▶ [Assignment]
After finding the line that contains "Mark the dark", give again that line and each one following it, exactly, until the records end.

▶ [Data for this exercise]
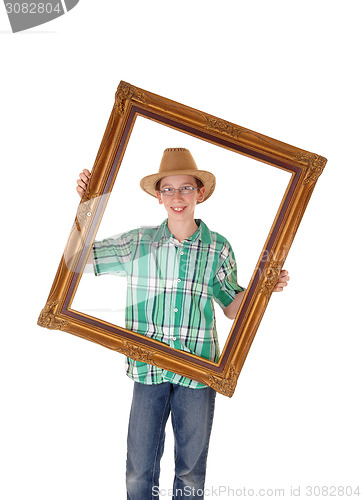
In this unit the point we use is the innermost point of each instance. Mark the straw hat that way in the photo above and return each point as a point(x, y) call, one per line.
point(178, 161)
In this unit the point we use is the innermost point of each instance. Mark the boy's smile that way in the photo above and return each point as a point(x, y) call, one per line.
point(180, 206)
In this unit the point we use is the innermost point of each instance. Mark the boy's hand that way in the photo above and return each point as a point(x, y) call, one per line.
point(83, 182)
point(282, 281)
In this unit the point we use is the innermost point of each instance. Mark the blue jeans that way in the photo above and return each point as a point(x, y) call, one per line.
point(192, 413)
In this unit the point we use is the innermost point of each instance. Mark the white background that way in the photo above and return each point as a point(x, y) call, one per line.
point(289, 70)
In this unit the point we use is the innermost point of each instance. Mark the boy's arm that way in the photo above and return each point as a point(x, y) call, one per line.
point(231, 310)
point(69, 252)
point(82, 184)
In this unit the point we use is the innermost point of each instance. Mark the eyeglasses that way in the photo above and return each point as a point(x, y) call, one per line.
point(182, 190)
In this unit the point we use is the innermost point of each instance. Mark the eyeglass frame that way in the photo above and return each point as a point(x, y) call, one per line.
point(173, 190)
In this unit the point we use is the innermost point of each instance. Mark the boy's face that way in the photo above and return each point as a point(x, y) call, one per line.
point(178, 206)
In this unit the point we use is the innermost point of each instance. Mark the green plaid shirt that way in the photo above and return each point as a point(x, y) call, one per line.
point(170, 290)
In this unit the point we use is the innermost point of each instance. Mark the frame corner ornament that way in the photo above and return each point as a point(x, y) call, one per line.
point(125, 92)
point(48, 317)
point(225, 384)
point(315, 165)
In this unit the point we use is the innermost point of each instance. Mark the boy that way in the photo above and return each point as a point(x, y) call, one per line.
point(175, 270)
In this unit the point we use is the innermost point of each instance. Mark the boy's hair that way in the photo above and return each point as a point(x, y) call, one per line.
point(198, 182)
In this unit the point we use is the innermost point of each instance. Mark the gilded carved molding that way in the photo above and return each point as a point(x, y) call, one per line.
point(48, 317)
point(223, 126)
point(226, 385)
point(136, 353)
point(271, 277)
point(315, 165)
point(126, 92)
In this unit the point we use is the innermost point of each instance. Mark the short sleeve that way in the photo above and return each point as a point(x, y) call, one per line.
point(113, 255)
point(225, 285)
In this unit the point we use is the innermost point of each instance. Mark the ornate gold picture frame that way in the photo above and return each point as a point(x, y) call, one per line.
point(304, 168)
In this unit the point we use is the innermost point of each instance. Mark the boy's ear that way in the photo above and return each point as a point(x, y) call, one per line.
point(201, 194)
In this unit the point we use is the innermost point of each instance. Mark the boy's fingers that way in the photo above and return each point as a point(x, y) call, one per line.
point(84, 177)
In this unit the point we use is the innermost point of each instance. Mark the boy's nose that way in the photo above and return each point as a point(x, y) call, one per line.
point(177, 195)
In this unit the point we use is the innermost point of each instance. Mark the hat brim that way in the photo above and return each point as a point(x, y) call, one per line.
point(149, 182)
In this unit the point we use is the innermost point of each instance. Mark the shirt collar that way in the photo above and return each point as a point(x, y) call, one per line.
point(203, 233)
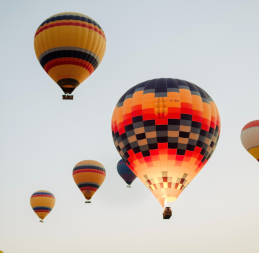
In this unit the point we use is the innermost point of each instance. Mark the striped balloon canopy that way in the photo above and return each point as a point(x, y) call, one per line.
point(42, 203)
point(250, 138)
point(125, 172)
point(166, 130)
point(89, 176)
point(69, 47)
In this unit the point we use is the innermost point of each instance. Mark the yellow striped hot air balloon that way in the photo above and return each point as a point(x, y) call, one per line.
point(42, 203)
point(250, 138)
point(89, 176)
point(69, 46)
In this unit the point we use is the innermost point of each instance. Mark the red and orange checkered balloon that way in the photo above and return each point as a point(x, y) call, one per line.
point(166, 130)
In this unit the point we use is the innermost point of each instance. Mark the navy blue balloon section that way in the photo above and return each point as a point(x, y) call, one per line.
point(125, 172)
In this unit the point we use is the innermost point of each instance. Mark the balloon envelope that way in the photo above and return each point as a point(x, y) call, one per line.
point(166, 130)
point(250, 138)
point(125, 172)
point(89, 176)
point(69, 47)
point(42, 203)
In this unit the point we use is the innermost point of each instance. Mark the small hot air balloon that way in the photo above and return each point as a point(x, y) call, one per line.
point(166, 130)
point(250, 138)
point(69, 46)
point(125, 172)
point(42, 203)
point(89, 176)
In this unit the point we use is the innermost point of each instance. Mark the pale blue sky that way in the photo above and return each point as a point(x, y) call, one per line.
point(213, 44)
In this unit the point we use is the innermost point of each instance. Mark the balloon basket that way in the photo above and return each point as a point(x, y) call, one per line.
point(67, 97)
point(167, 214)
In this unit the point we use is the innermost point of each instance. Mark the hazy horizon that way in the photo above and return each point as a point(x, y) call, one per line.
point(213, 44)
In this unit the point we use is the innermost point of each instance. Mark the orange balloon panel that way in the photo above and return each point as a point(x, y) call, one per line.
point(89, 176)
point(250, 138)
point(42, 203)
point(166, 130)
point(69, 46)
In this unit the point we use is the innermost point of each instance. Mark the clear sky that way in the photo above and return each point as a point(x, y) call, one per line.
point(213, 44)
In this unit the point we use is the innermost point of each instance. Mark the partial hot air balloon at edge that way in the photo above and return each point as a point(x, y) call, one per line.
point(89, 175)
point(125, 172)
point(250, 138)
point(69, 46)
point(166, 130)
point(42, 202)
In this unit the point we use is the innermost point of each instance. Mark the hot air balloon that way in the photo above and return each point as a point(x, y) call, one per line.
point(42, 203)
point(166, 130)
point(89, 176)
point(125, 172)
point(69, 46)
point(250, 138)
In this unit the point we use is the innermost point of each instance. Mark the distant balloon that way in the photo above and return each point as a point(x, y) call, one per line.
point(89, 176)
point(125, 172)
point(42, 203)
point(250, 138)
point(69, 46)
point(166, 130)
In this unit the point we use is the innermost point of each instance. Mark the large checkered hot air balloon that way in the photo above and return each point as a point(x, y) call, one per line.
point(250, 138)
point(89, 176)
point(166, 130)
point(42, 203)
point(69, 46)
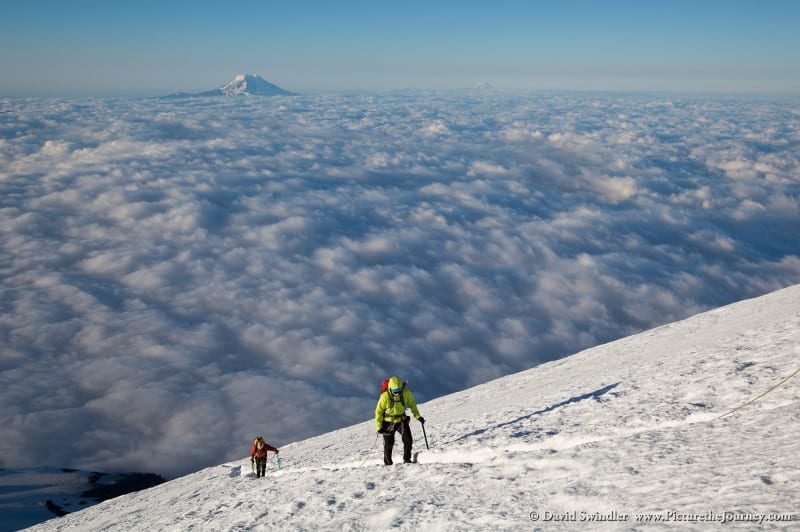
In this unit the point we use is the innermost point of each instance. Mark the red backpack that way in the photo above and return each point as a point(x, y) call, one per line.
point(385, 385)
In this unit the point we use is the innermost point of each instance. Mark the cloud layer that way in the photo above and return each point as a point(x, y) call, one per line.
point(178, 275)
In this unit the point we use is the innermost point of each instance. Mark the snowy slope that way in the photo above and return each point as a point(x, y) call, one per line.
point(622, 432)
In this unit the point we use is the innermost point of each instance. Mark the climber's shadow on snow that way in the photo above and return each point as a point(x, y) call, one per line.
point(596, 395)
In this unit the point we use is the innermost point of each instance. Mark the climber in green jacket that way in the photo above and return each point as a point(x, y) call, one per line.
point(390, 417)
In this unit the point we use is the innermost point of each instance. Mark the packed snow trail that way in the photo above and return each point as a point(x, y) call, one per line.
point(622, 436)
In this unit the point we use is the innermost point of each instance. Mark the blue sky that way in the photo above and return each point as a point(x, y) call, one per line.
point(101, 48)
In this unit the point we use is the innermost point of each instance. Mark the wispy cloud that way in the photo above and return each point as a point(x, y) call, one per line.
point(202, 270)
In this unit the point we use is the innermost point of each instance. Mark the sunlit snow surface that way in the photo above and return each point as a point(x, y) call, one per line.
point(628, 434)
point(203, 269)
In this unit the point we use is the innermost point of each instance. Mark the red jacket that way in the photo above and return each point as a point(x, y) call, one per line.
point(255, 452)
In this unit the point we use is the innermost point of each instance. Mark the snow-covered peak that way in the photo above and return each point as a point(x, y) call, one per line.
point(693, 422)
point(251, 84)
point(241, 85)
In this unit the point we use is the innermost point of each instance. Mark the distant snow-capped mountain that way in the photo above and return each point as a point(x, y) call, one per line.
point(242, 85)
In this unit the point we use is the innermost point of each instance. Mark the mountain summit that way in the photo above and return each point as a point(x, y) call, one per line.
point(241, 85)
point(250, 84)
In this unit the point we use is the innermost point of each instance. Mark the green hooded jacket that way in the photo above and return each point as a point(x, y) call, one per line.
point(394, 410)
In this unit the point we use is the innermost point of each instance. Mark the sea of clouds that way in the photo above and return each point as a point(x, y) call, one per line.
point(179, 275)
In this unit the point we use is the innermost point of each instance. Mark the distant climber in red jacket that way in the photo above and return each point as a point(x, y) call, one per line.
point(258, 455)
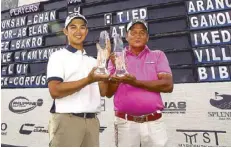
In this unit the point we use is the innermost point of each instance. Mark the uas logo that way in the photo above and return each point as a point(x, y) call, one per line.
point(20, 105)
point(221, 101)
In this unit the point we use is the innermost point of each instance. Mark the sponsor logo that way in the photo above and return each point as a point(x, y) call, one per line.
point(175, 107)
point(102, 103)
point(102, 128)
point(20, 105)
point(200, 138)
point(28, 128)
point(4, 129)
point(221, 102)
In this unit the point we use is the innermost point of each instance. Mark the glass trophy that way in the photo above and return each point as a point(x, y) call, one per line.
point(103, 51)
point(119, 56)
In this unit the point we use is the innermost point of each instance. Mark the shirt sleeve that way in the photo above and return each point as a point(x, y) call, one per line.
point(55, 69)
point(111, 68)
point(163, 64)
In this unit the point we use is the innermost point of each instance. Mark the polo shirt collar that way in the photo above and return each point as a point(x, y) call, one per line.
point(74, 50)
point(146, 49)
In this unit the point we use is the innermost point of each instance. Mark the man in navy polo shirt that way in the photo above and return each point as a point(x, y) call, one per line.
point(72, 85)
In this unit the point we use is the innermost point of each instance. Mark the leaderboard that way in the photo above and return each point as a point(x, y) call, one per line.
point(210, 34)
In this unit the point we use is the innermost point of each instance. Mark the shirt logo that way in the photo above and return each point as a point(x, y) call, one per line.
point(149, 62)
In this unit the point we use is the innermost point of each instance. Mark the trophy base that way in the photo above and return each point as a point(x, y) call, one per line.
point(121, 73)
point(101, 71)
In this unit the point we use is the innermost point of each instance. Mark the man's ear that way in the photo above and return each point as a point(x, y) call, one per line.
point(65, 31)
point(87, 31)
point(148, 38)
point(126, 36)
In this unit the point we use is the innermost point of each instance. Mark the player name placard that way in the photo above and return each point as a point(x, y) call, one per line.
point(13, 23)
point(198, 6)
point(25, 9)
point(215, 54)
point(27, 43)
point(211, 37)
point(209, 20)
point(42, 17)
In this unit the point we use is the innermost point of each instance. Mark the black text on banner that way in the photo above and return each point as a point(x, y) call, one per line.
point(212, 54)
point(27, 43)
point(213, 73)
point(198, 6)
point(209, 20)
point(211, 37)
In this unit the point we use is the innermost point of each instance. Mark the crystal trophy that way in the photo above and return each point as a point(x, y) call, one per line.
point(103, 51)
point(119, 56)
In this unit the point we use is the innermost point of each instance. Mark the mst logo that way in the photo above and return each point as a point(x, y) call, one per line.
point(174, 107)
point(4, 129)
point(222, 102)
point(28, 128)
point(199, 138)
point(20, 105)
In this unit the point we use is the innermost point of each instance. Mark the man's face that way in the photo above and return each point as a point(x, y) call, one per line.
point(76, 31)
point(137, 36)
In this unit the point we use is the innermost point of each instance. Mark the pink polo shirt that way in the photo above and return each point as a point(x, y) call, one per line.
point(145, 67)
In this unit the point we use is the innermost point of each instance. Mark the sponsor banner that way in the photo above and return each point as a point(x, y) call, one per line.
point(213, 73)
point(26, 116)
point(195, 115)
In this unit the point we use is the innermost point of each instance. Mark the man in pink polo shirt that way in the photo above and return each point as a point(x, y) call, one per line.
point(137, 98)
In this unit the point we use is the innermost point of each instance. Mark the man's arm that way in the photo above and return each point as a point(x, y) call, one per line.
point(163, 84)
point(60, 89)
point(112, 88)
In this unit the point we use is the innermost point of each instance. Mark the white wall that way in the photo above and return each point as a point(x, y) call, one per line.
point(200, 116)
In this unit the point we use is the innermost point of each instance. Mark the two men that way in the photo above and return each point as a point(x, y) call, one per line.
point(72, 85)
point(137, 99)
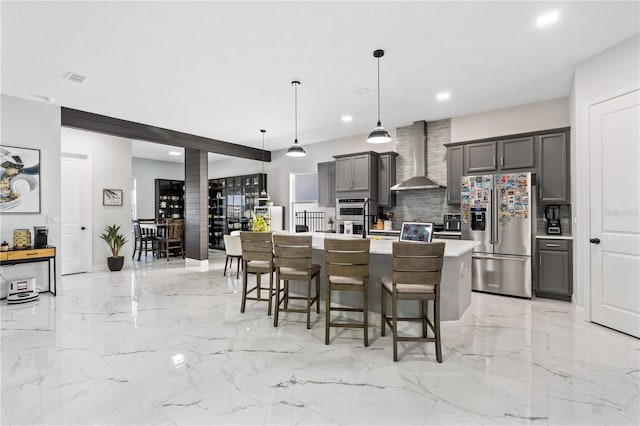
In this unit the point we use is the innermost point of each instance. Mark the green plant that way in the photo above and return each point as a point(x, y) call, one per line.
point(114, 239)
point(260, 223)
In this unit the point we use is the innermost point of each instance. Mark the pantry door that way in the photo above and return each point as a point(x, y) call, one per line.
point(614, 149)
point(76, 214)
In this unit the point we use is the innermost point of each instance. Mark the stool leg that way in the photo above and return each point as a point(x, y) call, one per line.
point(327, 310)
point(394, 309)
point(365, 311)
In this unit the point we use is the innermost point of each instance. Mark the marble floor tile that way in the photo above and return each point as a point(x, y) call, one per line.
point(159, 343)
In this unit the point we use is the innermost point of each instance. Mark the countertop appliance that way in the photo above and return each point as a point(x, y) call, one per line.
point(451, 222)
point(552, 214)
point(499, 212)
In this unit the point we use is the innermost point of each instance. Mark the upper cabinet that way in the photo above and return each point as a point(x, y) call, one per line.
point(386, 179)
point(327, 184)
point(455, 170)
point(480, 157)
point(517, 153)
point(545, 153)
point(553, 168)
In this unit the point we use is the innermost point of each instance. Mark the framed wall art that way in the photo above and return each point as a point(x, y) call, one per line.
point(19, 180)
point(112, 197)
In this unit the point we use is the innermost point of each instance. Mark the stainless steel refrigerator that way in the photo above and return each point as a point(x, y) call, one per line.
point(499, 212)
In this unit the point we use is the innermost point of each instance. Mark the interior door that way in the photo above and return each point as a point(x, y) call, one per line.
point(614, 141)
point(76, 214)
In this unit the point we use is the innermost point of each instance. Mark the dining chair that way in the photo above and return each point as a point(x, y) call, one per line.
point(293, 262)
point(173, 241)
point(346, 268)
point(233, 249)
point(257, 258)
point(417, 270)
point(142, 241)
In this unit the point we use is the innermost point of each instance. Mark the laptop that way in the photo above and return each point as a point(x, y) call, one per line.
point(416, 232)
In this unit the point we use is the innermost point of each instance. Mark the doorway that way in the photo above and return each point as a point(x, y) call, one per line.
point(76, 214)
point(614, 152)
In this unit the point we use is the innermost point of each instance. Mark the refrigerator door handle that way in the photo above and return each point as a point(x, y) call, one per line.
point(518, 258)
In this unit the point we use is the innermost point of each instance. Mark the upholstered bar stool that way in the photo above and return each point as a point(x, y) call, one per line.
point(417, 269)
point(293, 263)
point(257, 258)
point(347, 269)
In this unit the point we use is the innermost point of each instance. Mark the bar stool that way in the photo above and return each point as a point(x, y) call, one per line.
point(417, 269)
point(347, 269)
point(293, 263)
point(257, 258)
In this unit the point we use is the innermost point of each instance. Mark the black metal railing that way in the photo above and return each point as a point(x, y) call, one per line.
point(309, 221)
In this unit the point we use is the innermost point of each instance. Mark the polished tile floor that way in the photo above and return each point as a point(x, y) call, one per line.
point(161, 344)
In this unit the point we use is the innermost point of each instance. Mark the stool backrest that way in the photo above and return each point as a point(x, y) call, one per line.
point(347, 258)
point(256, 246)
point(417, 263)
point(292, 251)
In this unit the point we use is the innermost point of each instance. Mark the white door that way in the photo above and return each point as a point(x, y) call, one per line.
point(76, 214)
point(614, 144)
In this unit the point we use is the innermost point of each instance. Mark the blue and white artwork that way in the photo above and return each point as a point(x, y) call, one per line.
point(19, 180)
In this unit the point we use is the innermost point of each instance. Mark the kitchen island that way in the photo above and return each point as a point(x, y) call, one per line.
point(455, 286)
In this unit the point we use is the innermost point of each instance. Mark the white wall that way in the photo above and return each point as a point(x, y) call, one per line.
point(145, 173)
point(36, 125)
point(110, 162)
point(549, 114)
point(606, 74)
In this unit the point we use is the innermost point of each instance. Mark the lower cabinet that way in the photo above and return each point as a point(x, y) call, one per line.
point(554, 277)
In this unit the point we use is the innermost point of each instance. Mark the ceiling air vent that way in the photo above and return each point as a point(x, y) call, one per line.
point(75, 77)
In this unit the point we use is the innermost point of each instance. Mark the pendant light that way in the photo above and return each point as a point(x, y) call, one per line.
point(379, 135)
point(263, 194)
point(296, 150)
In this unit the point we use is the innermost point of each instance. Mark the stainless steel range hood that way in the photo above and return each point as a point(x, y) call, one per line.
point(419, 179)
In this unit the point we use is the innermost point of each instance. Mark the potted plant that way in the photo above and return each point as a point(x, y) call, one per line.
point(260, 223)
point(115, 240)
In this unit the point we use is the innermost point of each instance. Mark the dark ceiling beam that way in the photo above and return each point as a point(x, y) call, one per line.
point(144, 132)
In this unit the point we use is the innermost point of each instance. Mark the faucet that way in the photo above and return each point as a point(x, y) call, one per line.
point(365, 215)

▶ [Your response]
In this unit the point we use is the innermost point of each instance. Mark the dark ceiling beam that way in the photo above and return each point as a point(x, y) call, one per line.
point(144, 132)
In this unit the point we use is the innermost point of each instance. Mark the faucet that way in the photo above and return each point as a point(x, y) call, one per line.
point(365, 215)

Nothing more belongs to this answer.